> **Task description**
Please retype the items below line for line, with every word, number and comma unchanged.

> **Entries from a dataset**
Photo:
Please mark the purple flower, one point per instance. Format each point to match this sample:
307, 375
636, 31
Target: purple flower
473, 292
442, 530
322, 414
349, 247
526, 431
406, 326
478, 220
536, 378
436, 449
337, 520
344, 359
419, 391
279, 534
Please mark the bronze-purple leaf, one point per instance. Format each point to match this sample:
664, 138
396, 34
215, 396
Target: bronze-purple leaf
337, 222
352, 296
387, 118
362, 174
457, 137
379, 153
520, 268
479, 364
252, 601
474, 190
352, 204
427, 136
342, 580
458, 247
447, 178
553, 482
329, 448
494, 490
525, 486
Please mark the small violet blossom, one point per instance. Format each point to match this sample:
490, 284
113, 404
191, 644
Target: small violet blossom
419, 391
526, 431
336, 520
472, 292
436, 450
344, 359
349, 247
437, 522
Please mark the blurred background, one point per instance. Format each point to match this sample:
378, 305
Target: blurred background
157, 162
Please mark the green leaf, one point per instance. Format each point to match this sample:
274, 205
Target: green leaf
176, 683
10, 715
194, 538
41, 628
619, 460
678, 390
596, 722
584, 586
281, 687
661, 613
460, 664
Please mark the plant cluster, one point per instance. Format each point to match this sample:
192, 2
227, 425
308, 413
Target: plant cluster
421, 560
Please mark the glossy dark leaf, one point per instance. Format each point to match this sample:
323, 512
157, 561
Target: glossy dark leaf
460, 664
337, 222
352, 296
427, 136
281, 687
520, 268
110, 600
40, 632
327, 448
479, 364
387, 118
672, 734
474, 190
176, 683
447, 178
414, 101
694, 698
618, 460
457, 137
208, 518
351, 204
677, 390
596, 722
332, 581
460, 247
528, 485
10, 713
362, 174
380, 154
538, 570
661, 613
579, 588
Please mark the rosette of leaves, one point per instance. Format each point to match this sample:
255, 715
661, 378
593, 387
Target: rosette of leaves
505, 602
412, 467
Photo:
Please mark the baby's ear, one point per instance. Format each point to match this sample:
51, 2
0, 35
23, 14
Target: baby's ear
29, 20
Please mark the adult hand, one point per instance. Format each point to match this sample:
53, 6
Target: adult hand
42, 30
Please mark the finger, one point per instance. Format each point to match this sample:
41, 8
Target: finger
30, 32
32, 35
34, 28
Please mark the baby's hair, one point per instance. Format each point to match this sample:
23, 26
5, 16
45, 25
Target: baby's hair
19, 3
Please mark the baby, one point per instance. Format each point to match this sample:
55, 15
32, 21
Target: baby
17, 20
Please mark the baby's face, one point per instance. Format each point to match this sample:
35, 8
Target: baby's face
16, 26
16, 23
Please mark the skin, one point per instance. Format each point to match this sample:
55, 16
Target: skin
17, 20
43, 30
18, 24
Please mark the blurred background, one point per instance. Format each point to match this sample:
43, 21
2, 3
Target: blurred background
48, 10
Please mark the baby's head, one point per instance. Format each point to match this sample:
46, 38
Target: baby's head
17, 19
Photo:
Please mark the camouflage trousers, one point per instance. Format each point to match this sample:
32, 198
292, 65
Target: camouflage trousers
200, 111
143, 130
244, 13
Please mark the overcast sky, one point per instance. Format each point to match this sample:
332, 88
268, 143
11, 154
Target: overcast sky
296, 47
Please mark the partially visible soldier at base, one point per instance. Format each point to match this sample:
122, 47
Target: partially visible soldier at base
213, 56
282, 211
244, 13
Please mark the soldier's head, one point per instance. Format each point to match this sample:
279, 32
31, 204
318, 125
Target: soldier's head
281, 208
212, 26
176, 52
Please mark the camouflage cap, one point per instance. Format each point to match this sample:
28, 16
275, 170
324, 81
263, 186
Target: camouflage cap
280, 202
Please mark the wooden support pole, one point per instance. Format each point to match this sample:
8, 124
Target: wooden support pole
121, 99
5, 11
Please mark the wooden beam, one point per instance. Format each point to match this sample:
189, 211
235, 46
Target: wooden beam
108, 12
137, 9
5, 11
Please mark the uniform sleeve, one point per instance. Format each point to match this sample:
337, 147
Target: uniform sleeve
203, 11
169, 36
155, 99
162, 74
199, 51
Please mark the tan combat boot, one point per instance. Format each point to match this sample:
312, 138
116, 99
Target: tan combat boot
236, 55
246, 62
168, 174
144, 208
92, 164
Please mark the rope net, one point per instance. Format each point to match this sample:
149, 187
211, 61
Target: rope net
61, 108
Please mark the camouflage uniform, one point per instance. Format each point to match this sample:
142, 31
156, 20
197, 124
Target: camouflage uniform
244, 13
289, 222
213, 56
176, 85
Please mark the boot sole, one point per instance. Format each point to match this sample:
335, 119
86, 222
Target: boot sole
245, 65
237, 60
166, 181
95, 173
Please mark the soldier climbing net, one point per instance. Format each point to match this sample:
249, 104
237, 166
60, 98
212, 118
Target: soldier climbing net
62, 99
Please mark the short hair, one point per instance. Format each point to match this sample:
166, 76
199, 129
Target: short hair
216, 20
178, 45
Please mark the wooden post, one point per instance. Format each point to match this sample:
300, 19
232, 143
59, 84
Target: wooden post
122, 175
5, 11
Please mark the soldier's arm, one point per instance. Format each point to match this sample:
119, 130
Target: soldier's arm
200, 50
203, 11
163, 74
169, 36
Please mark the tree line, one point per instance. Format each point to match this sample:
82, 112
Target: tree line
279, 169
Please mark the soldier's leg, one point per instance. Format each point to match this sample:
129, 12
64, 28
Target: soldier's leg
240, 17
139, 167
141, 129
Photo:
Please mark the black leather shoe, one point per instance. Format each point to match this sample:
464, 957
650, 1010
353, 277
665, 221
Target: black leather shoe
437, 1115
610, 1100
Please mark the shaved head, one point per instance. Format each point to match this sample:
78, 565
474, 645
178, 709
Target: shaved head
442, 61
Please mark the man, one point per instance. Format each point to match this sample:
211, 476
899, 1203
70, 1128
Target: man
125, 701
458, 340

> **Result**
Photo:
Please mark the purple flower, one point per instance. Format each point to match this sample:
307, 375
636, 31
Target: purple flower
473, 292
442, 530
322, 414
349, 247
526, 431
406, 326
478, 220
536, 378
436, 449
337, 520
344, 359
419, 391
279, 534
Please mark the bronze-purple leaf, one point per instance. Format each point to match this sample:
664, 138
396, 34
215, 396
Target: bronze-purple leaf
337, 222
352, 296
387, 118
362, 174
457, 137
379, 153
520, 268
479, 364
252, 601
474, 190
352, 204
427, 136
342, 580
458, 247
447, 178
553, 482
329, 448
494, 490
525, 486
Please mark the small violet blossom, one point per instance. Format each point to match this sample:
490, 284
113, 404
191, 644
Target: small violet blossom
419, 391
526, 431
336, 520
472, 292
436, 450
344, 359
349, 247
437, 522
Please mark the blurred background, one point per instance. Format each point to match this sample:
378, 305
Target: blurred background
157, 162
Please mark the green leaf, one point per instance. Format each point to match this sample:
274, 205
Target: green leaf
176, 683
10, 715
194, 538
41, 628
619, 460
678, 390
596, 722
584, 586
281, 687
661, 613
460, 664
Please mark the plant cluster, one point per instance. Format each point to match this sample:
192, 2
227, 425
308, 413
Target: plant cluster
421, 560
Please mark the glossy dark leaf, one point per instance. Format each point to match this sample:
323, 512
157, 561
Target: glossy dark leaf
460, 664
337, 222
352, 296
427, 136
281, 687
520, 268
110, 600
40, 632
327, 448
479, 364
387, 118
672, 734
474, 190
176, 683
447, 178
414, 101
694, 698
618, 460
457, 137
208, 518
351, 204
677, 390
596, 722
332, 581
460, 247
528, 485
10, 713
362, 174
380, 154
538, 570
661, 613
579, 588
Please mark the rosette of leaves, one point per instance. Format each point to match this sample:
255, 715
661, 378
593, 387
Target: rosette of leaves
505, 602
412, 467
Photo:
Please mark the baby's ear, one point per instance. Format each point to match this sample:
51, 2
0, 35
23, 14
Target: baby's ear
29, 20
Please mark the adult hand, one point per instance. Format each point to match this sample:
53, 6
Target: adult hand
42, 30
Please mark the finger, one point per instance. Format each point to match this sample:
41, 8
Target: finger
30, 32
32, 35
34, 28
Please mark the baby's hair, one point per instance. Format each point to match this sample:
23, 26
5, 16
45, 25
Target: baby's hair
19, 3
Please mark the baby, one point per instance. Format each point to match this sample:
55, 15
32, 21
Target: baby
17, 20
Please mark the baby's face, one point per instance. Format each point to match this sample:
35, 8
Target: baby's face
16, 26
16, 23
Please mark the skin, one point per instance. Format each point to match this sample:
55, 16
Target: skin
17, 20
43, 30
18, 24
Please mark the blurred background, one point per instance. Format each point to match this sample:
43, 21
2, 3
Target: blurred background
48, 10
Please mark the baby's head, one point per instance. Format each point to match this sample:
46, 38
Target: baby's head
17, 19
Photo:
Please mark the camouflage trousers, one point per instance. Format each point to match this sample:
32, 198
292, 65
Target: camouflage trousers
200, 111
143, 130
244, 13
Please mark the overcast sky, one point per instance. Format each point to match this sample:
332, 88
268, 143
11, 154
Target: overcast sky
296, 47
Please mark the partially visible soldier at base, one point per instance. Format each point to match this sample:
122, 47
Target: partially visible soldier at base
213, 56
282, 211
244, 13
Please mark the soldier's head, one point per instance. Format each point to match this sample:
279, 32
31, 204
318, 125
Target: soldier's head
281, 208
212, 26
176, 52
Please mark the camouflage cap, one point per instance. Format each point to match this sample:
28, 16
275, 170
324, 81
263, 186
Target: camouflage cap
280, 202
Please mark the wooden support pole, one point per instance. Format each point to match this sample:
8, 124
Target: wooden support pole
121, 99
5, 11
Please mark the wooden beam, one point per instance. Format each point to match this sample:
189, 211
235, 46
Target: wooden beam
108, 12
137, 9
5, 11
Please mark the uniform sleeve, one point per instance. Format each point to match this sample:
337, 147
Target: uniform sleeve
203, 11
169, 36
155, 99
162, 74
199, 51
Please mark the tan combat boot, one point per instance. Format each point to match this sample:
312, 138
116, 99
Target: tan combat boot
236, 55
246, 62
168, 174
144, 208
92, 164
Please mark the rope net, one point per instance. Format each point to match this sample:
149, 187
211, 61
Target: rope net
61, 108
Please mark the camouflage uniform, one point per instance. Format each point to match this sample:
142, 31
156, 20
197, 124
Target: camouflage uniform
244, 13
289, 222
213, 56
176, 85
Please mark the boot sole, one point per instance. Format each point to match this sample:
335, 119
86, 222
Target: boot sole
245, 65
237, 60
166, 181
95, 173
Please mark the soldier climbing net, one point per instance. Format each point to match this sample:
249, 104
237, 166
60, 98
212, 118
Target: soldier climbing net
62, 99
Please mark the short hair, one point per instance. Format each point to match this sample:
166, 76
199, 129
Target: short hair
216, 20
178, 45
Please mark the wooden post, one point per instance. Format each point to match this sample:
300, 19
232, 143
59, 84
Target: wooden post
122, 175
5, 11
Please mark the soldier's arm, one point per instance. Format each point to match this sample:
119, 130
Target: soldier's arm
200, 50
203, 11
163, 74
169, 36
Please mark the tree line, one point per instance. Format each point to match this sample:
82, 112
Target: tree line
279, 169
Please mark the soldier's leg, one point per instance. Format each point to match this sample:
129, 12
64, 28
Target: soldier's leg
240, 17
139, 167
141, 129
Photo:
Please mark the black leather shoe, one point per instance. Format each point to match this sample:
464, 957
650, 1010
353, 277
665, 221
Target: black leather shoe
437, 1115
610, 1100
Please mark the shaved head, one point per instance. Format each point to match this sample:
78, 565
474, 645
178, 709
Target: shaved head
442, 61
Please mark the man, one point per instance. Format each point to match this sample:
211, 476
899, 1203
70, 1128
Target: man
125, 701
458, 340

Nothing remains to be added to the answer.